TEXTO DE APOIO:

^^^^^^^^^^^^^^^^

Riso e improviso

Fernando Caruso provoca gargalhadas por onde passa. Profissional multimídia a serviço do bom humor, ele fala à Revista Leal Moreira sobre comédia e como o improviso requer muito treino

25/09/2012 12:16
Riso e improviso

Foi-se o tempo em que daria para dizer que Fernando Caruso está apenas aproveitando um bom momento. O ator, roteirista, diretor e comediante vem há anos se firmando no gosto do público e da crítica como uma das mentes mais criativas do humor brasileiro. Versátil, ele circula o país com o grupo de stand up comedy “Comédia em Pé” e o projeto de improviso “Z.E. Zenas Emprovisadas” (ao lado de talentos como Marcelo Adnet) – além de conceber e estrelar o programa “De Cara Limpa”, do canal pago Multishow. Em meio a toda essa correria, Caruso conversou com a Revista Leal Moreira.  Simpático e muito bem articulado, o humorista é daqueles que têm as respostas na ponta da língua. O resultado foi um papo sincero e divertido, como o próprio entrevistado. Confira:

Em que momento você percebeu que não era simplesmente uma pessoa divertida e resolveu transformar o humor em carreira?

^^^^^^^^^^^^^^^^

TAREFA PROPOSTA 1: Reproduza na íntegra o texto sobre Fernando Caruso e o improviso, sem alterar nenhuma palavra.

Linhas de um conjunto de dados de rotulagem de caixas
^^^^^^^^^^^^^^^^

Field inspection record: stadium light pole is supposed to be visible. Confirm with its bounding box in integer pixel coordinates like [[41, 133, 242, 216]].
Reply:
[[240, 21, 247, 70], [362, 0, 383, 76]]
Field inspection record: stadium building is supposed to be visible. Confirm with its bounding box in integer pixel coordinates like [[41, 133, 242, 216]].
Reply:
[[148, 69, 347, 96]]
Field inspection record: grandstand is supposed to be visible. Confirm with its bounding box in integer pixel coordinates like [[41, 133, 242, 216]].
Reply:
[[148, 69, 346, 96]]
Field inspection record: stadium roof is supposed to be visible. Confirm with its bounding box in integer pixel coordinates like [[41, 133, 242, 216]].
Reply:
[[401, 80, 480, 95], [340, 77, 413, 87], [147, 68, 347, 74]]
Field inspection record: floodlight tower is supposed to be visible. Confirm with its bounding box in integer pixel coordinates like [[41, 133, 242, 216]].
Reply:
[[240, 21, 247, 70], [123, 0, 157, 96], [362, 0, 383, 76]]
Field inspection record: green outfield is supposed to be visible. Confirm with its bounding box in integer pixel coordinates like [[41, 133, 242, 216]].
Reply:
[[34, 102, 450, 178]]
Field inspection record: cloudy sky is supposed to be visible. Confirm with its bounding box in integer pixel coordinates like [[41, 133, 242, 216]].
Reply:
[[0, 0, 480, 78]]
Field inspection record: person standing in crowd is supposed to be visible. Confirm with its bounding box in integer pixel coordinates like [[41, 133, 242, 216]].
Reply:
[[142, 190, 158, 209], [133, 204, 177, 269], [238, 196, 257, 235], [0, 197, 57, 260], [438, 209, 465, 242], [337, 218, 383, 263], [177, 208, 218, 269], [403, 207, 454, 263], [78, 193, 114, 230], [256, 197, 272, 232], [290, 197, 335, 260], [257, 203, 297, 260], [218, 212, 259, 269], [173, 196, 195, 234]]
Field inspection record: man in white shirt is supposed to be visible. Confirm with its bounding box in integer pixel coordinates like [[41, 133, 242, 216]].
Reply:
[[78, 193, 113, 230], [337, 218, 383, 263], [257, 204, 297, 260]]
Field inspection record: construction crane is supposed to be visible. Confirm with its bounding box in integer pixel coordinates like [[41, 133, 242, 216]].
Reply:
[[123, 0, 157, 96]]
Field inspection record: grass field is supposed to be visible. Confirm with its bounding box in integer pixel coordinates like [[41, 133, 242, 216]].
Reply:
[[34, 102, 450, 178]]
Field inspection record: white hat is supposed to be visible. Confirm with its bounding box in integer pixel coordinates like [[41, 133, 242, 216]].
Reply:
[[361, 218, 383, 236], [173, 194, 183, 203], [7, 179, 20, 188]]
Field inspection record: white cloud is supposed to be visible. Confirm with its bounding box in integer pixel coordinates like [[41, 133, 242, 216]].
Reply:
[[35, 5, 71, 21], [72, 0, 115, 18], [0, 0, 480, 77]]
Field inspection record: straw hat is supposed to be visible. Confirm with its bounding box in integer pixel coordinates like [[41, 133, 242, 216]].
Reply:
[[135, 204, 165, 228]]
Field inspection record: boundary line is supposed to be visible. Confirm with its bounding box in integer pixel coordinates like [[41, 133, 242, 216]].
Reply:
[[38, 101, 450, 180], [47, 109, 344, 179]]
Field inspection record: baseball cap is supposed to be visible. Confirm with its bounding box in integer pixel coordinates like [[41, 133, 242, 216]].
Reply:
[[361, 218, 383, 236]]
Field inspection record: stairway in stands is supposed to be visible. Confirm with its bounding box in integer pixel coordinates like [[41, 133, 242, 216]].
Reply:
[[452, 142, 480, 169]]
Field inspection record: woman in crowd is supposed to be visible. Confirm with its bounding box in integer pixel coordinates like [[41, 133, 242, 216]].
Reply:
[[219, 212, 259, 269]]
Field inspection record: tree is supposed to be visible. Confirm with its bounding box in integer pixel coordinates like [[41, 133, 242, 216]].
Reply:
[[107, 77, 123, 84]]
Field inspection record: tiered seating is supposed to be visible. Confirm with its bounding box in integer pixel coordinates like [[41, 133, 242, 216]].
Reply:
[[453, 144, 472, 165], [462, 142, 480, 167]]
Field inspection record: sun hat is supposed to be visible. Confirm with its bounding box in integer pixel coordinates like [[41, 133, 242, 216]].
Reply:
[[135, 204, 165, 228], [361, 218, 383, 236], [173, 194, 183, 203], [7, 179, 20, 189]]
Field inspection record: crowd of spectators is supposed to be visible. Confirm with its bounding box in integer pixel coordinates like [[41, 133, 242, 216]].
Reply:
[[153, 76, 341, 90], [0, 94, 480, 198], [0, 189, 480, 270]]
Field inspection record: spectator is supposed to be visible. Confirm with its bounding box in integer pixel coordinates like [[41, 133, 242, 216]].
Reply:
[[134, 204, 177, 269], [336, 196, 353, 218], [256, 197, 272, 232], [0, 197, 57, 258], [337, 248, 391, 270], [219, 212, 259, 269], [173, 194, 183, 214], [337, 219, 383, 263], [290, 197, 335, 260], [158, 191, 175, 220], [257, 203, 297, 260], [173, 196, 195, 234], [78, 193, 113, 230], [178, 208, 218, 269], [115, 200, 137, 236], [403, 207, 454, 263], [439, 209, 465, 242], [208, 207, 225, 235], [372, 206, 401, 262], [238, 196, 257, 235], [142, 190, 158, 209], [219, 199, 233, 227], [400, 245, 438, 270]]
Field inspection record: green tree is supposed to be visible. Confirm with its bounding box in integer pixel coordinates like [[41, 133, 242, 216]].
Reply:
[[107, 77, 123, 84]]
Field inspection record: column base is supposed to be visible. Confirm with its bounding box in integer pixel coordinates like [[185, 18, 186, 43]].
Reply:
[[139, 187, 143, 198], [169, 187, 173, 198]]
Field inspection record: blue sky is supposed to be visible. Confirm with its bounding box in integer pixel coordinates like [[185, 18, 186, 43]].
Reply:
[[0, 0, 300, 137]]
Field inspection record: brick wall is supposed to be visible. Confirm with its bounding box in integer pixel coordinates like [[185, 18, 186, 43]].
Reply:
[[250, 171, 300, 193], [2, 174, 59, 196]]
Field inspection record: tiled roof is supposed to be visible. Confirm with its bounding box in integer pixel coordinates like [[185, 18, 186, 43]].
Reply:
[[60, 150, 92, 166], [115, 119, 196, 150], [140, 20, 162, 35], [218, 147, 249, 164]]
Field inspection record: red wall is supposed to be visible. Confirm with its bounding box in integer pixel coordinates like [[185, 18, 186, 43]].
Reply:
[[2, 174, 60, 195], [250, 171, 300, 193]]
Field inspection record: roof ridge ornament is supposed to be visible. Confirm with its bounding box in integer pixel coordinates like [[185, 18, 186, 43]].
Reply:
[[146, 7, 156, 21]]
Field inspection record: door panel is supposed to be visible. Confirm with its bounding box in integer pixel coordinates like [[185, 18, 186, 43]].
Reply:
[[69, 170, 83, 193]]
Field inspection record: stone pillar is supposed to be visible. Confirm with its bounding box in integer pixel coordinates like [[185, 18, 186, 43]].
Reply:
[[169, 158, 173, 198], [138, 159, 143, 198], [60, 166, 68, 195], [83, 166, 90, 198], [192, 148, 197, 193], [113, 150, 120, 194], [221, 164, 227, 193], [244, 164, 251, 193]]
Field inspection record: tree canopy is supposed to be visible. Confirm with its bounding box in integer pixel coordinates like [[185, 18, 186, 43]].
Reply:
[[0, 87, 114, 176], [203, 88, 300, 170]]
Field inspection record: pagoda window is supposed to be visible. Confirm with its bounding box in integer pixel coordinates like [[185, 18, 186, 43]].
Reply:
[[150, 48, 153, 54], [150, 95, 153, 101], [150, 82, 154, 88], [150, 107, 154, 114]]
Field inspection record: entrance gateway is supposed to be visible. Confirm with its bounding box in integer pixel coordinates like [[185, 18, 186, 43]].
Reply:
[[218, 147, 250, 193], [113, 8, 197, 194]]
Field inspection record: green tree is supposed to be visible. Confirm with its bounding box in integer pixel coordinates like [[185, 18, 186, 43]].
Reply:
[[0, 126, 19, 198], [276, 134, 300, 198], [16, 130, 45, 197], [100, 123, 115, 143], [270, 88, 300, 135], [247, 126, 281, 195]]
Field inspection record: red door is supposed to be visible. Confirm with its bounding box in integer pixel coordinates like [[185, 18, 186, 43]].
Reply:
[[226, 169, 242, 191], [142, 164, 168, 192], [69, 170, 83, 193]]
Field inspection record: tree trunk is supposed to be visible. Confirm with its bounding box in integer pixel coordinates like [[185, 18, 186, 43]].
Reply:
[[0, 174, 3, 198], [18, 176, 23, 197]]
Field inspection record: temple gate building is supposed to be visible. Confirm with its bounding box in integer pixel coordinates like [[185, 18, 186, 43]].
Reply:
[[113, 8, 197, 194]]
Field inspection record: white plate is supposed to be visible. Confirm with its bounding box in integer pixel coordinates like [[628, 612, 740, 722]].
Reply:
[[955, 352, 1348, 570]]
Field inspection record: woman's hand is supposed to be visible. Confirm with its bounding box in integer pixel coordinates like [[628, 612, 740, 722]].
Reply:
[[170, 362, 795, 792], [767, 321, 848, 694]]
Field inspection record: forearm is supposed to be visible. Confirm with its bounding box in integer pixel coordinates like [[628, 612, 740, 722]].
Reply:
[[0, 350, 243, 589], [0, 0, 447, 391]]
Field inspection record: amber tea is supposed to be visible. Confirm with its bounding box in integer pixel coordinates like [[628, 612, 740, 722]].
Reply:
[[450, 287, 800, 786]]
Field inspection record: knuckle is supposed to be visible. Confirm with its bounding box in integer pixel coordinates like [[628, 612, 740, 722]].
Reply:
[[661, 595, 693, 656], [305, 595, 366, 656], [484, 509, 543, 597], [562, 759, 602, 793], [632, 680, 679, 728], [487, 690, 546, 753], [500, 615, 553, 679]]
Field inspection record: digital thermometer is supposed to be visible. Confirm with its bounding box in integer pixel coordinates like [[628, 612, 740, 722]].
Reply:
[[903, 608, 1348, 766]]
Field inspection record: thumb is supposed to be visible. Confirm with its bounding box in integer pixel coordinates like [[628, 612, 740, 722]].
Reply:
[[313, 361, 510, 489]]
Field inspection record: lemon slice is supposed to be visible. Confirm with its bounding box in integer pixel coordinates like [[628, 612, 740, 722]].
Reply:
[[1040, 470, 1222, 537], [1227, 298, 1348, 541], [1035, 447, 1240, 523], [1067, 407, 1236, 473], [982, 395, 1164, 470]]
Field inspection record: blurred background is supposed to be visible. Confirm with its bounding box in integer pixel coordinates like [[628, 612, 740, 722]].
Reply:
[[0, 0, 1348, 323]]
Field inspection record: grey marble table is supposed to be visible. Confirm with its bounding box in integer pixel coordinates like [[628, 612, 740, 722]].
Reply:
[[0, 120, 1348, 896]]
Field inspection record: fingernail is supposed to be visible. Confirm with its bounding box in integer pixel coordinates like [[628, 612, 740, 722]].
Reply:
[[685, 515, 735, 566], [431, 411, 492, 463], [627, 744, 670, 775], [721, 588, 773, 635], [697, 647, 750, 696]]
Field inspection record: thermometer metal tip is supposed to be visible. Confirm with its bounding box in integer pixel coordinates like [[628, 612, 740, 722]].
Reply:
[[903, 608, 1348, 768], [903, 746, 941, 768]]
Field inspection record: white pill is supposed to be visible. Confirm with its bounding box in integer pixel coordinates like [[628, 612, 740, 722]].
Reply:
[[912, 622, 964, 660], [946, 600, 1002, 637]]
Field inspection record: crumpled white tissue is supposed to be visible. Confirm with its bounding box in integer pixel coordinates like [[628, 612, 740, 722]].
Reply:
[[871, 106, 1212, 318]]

^^^^^^^^^^^^^^^^

TAREFA PROPOSTA 2: Expresse como lista numerada, sem as linhas em branco, somente o trecho da listagem que começa na linha com "Field inspection record: floodlight" e vai até a linha com "[[0, 0, 480, 78]]", incluindo ambas.

RESPOSTA DO EXERCÍCIO 1:
Riso e improviso

Fernando Caruso provoca gargalhadas por onde passa. Profissional multimídia a serviço do bom humor, ele fala à Revista Leal Moreira sobre comédia e como o improviso requer muito treino

25/09/2012 12:16
Riso e improviso

Foi-se o tempo em que daria para dizer que Fernando Caruso está apenas aproveitando um bom momento. O ator, roteirista, diretor e comediante vem há anos se firmando no gosto do público e da crítica como uma das mentes mais criativas do humor brasileiro. Versátil, ele circula o país com o grupo de stand up comedy “Comédia em Pé” e o projeto de improviso “Z.E. Zenas Emprovisadas” (ao lado de talentos como Marcelo Adnet) – além de conceber e estrelar o programa “De Cara Limpa”, do canal pago Multishow. Em meio a toda essa correria, Caruso conversou com a Revista Leal Moreira.  Simpático e muito bem articulado, o humorista é daqueles que têm as respostas na ponta da língua. O resultado foi um papo sincero e divertido, como o próprio entrevistado. Confira:

Em que momento você percebeu que não era simplesmente uma pessoa divertida e resolveu transformar o humor em carreira?

RESPOSTA DO EXERCÍCIO 2:
1. Field inspection record: floodlight tower is supposed to be visible. Confirm with its bounding box in integer pixel coordinates like [[41, 133, 242, 216]].
2. Reply:
3. [[240, 21, 247, 70], [123, 0, 157, 96], [362, 0, 383, 76]]
4. Field inspection record: green outfield is supposed to be visible. Confirm with its bounding box in integer pixel coordinates like [[41, 133, 242, 216]].
5. Reply:
6. [[34, 102, 450, 178]]
7. Field inspection record: cloudy sky is supposed to be visible. Confirm with its bounding box in integer pixel coordinates like [[41, 133, 242, 216]].
8. Reply:
9. [[0, 0, 480, 78]]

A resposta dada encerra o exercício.